→ REQUIREMENT: Transcribe all the entries word for word, skipping the pictures.

Photo object pointing records:
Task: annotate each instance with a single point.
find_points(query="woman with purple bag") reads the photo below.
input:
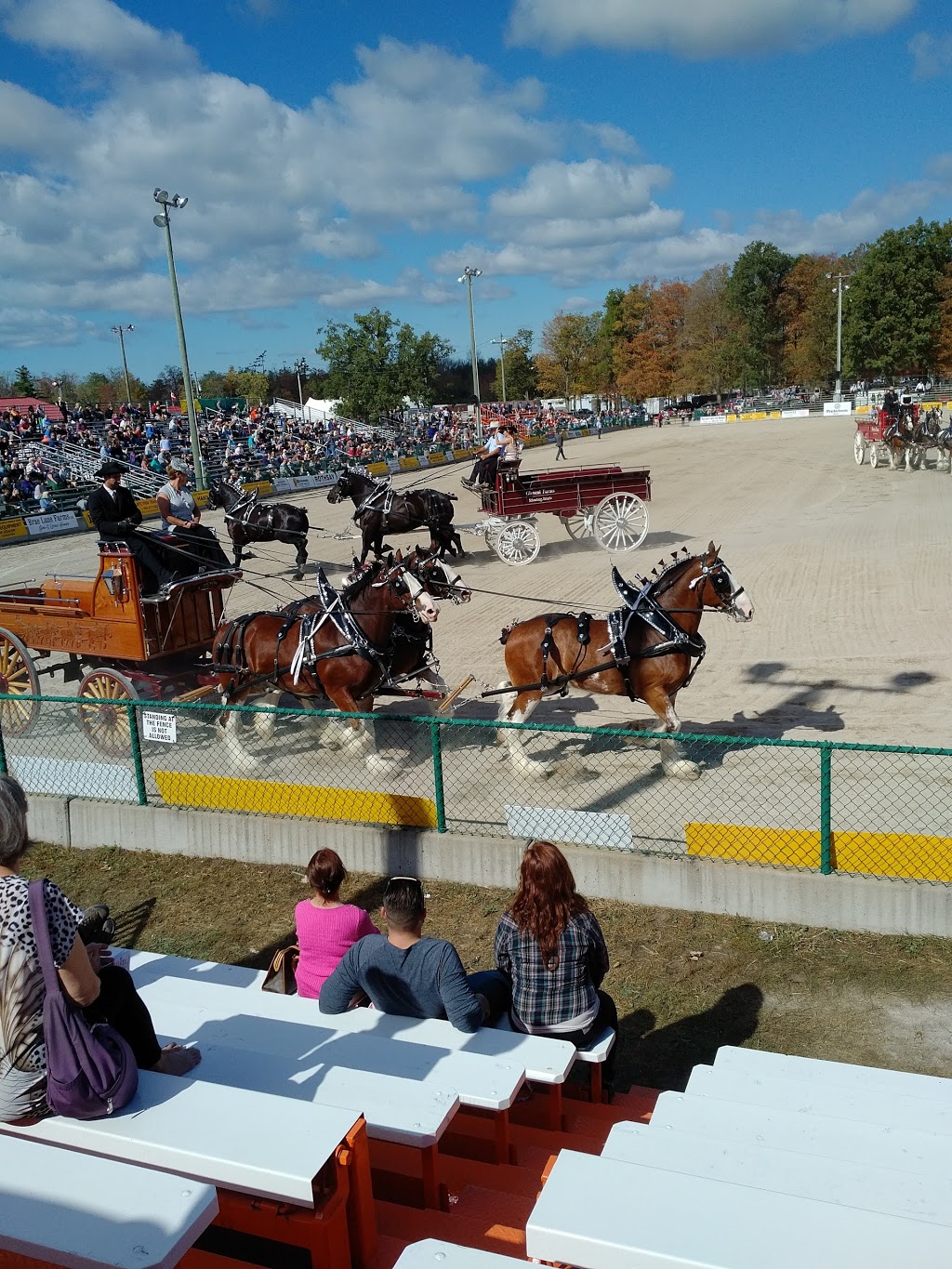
(103, 991)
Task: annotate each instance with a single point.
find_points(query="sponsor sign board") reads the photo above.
(56, 522)
(14, 528)
(157, 726)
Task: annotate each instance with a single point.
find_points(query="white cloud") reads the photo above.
(932, 55)
(698, 28)
(98, 31)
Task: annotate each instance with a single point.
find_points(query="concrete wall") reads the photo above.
(760, 892)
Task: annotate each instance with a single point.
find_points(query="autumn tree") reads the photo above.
(375, 364)
(893, 320)
(520, 368)
(570, 348)
(944, 344)
(753, 295)
(646, 350)
(808, 308)
(709, 337)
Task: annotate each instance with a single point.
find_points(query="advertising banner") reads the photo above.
(14, 528)
(55, 522)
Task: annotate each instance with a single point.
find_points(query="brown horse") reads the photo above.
(643, 655)
(337, 655)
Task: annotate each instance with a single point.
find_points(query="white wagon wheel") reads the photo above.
(518, 542)
(619, 522)
(101, 715)
(579, 524)
(18, 678)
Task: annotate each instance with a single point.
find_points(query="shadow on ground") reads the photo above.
(664, 1059)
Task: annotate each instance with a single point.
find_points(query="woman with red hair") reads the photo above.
(552, 951)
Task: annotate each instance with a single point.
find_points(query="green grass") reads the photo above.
(684, 983)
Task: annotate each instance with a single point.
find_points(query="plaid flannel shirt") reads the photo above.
(545, 998)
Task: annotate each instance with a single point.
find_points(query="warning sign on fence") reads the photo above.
(159, 727)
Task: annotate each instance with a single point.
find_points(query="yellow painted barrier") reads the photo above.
(274, 797)
(14, 528)
(796, 848)
(879, 854)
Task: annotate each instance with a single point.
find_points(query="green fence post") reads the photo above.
(826, 820)
(437, 749)
(138, 754)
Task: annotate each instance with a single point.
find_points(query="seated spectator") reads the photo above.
(325, 927)
(403, 972)
(551, 949)
(103, 991)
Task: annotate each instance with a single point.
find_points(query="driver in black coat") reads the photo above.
(114, 515)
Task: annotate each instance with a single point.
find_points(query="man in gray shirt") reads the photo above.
(403, 972)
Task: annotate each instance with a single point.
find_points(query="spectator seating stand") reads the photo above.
(285, 1170)
(62, 1209)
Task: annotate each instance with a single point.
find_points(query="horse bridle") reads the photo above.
(720, 577)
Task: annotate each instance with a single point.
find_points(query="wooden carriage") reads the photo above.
(602, 503)
(118, 645)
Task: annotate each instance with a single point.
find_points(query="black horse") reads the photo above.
(249, 521)
(379, 509)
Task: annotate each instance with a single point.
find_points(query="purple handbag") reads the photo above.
(90, 1069)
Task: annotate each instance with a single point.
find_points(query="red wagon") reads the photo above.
(607, 504)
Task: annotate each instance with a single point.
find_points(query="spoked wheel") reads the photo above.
(18, 678)
(518, 542)
(101, 715)
(619, 522)
(579, 525)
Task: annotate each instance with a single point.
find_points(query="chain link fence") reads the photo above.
(813, 805)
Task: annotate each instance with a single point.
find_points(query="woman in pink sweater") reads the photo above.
(325, 927)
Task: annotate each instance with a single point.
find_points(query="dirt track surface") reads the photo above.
(845, 567)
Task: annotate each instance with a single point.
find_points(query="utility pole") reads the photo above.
(841, 284)
(120, 331)
(162, 219)
(501, 343)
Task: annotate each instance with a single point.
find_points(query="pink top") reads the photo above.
(324, 934)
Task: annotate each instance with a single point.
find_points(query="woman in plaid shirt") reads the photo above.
(552, 951)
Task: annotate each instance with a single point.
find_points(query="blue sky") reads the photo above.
(339, 155)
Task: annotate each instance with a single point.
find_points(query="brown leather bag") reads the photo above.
(281, 972)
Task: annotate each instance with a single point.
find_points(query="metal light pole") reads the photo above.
(162, 219)
(501, 343)
(121, 331)
(301, 368)
(838, 291)
(468, 275)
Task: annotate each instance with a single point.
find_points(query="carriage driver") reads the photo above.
(114, 515)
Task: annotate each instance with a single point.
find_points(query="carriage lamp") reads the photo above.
(162, 221)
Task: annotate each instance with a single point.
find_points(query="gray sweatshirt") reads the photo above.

→ FINISHED TASK:
Task: annotate each instance with a single point.
find_points(query="woman with purple bag") reads the photo below.
input:
(103, 991)
Task: annotate each instance with a single point.
find_points(query="sponsor sign board") reads the photo above.
(56, 522)
(14, 528)
(157, 726)
Task: annotate each instance with a single point.
find_points(query="white cloud") reads the photo above.
(932, 55)
(698, 28)
(98, 31)
Task: annotate each instance with a single point.
find_points(query="concrete wall") reads the photo above.
(760, 892)
Task: annotate each instance with a single point.
find_points(query="autumn tree") reads the photo above.
(375, 364)
(893, 320)
(520, 368)
(570, 348)
(944, 344)
(753, 295)
(646, 350)
(808, 308)
(709, 337)
Task: annotate each instance with a single point.
find_points(query="advertising banner") reads the photo above.
(14, 528)
(55, 522)
Task: annotate each instance with a single point.
find_points(query="brown horse") reads the photo above.
(643, 655)
(337, 655)
Task: annotate each instance with a single point.
find_points(query="white wagon wheel") reads the photo above.
(518, 542)
(619, 522)
(101, 715)
(579, 524)
(18, 678)
Task: annotate each instance with a single point.
find_points(query="shadow on ground") reads the photo above.
(664, 1059)
Task: annotate each instance with a single point.
find_points(query="woman with red hair") reads the photo above.
(552, 951)
Task: annotate each instance with a single point.
find_points(query="green grass") reads the photo above.
(684, 983)
Task: annotate each instance with a single point.
find_points(query="plaid flannel shirt") reads the photo above.
(545, 998)
Task: annotate each instance with a single point.
find_points(query="warning sign on fence") reads the photo above.
(159, 727)
Task: annotate each instance with a single point.
find_points(query="yellow painted barrier") reads the photo above.
(274, 797)
(14, 528)
(796, 848)
(879, 854)
Task: annotate each instance with a single point.
find_points(query="green fence post") reads the photo above.
(826, 820)
(437, 749)
(138, 754)
Task: annotate each instance with a single point.
find_points(query="seated spectator") reads the photo above.
(325, 927)
(403, 972)
(551, 949)
(103, 991)
Task: annotate each instance with a single point.
find_points(query="driver in black coat") reads the photo above.
(114, 515)
Task: annotate each instance with a single point.
find_points(query="man in gray shirt") reads the photo above.
(403, 972)
Task: annotate each instance with a single point.
find_points(query="spectator seating stand") reads the photo above.
(285, 1170)
(62, 1209)
Task: annotate each instance with a single point.
find_points(query="horse bridle") reads the photo above.
(720, 577)
Task: annotate each instance with a single point.
find_points(query="wooden carriage") reads the photo above.
(602, 503)
(118, 645)
Task: annotate each instance with a single point.
find_points(query="black horse") reads the photo above.
(249, 521)
(379, 509)
Task: annotate each instance with a single point.
find_points(query="purple handbag") reads the photo above.
(90, 1069)
Task: annotate each instance with a single point.
find_points(query="red wagon") reads the photo above.
(607, 504)
Task: annotate each instance with a single point.
find_points(query="spoked wheel") reads the photo above.
(18, 678)
(518, 542)
(101, 715)
(619, 522)
(579, 525)
Task: annotate each instance with a single point.
find_points(query="chain link fence") reads the photo above.
(813, 805)
Task: annotate each instance with a single point.
find_points(query="woman in pink sweater") reads the photo above.
(325, 927)
Task: annotate each instance with a single point.
find_points(query="dirt track surface") reads the photo above.
(845, 567)
Task: annotate each instance with a single point.
find_points(query="utility pole") reads the photo above.
(841, 284)
(120, 331)
(162, 219)
(501, 343)
Task: annotate each instance with a single point.
find_points(query="pink top") reads the photo above.
(324, 934)
Task: annotate each instance with a single point.
find_points(query="woman in plaid shirt") reads the photo above.
(552, 951)
Task: annotate each instance with a single point.
find_points(query="blue sky") reads the photo above.
(339, 155)
Task: annotate each instance with a single point.
find_points(query="brown leather bag") reads the photo above.
(281, 972)
Task: annotate each instance with a single point.
find_points(query="metal light pole") reads the photo above.
(162, 219)
(501, 343)
(121, 331)
(301, 368)
(838, 291)
(468, 275)
Task: annotate each instance with a single point.
find_points(query="carriage driver") reads the photo above.
(114, 515)
Task: annotate each instance with a single point.
find_points(query="carriage lamp") reads the photo above.
(162, 221)
Task: annotate each instance with a single point.
find_points(query="gray sweatshirt") reads the photo above.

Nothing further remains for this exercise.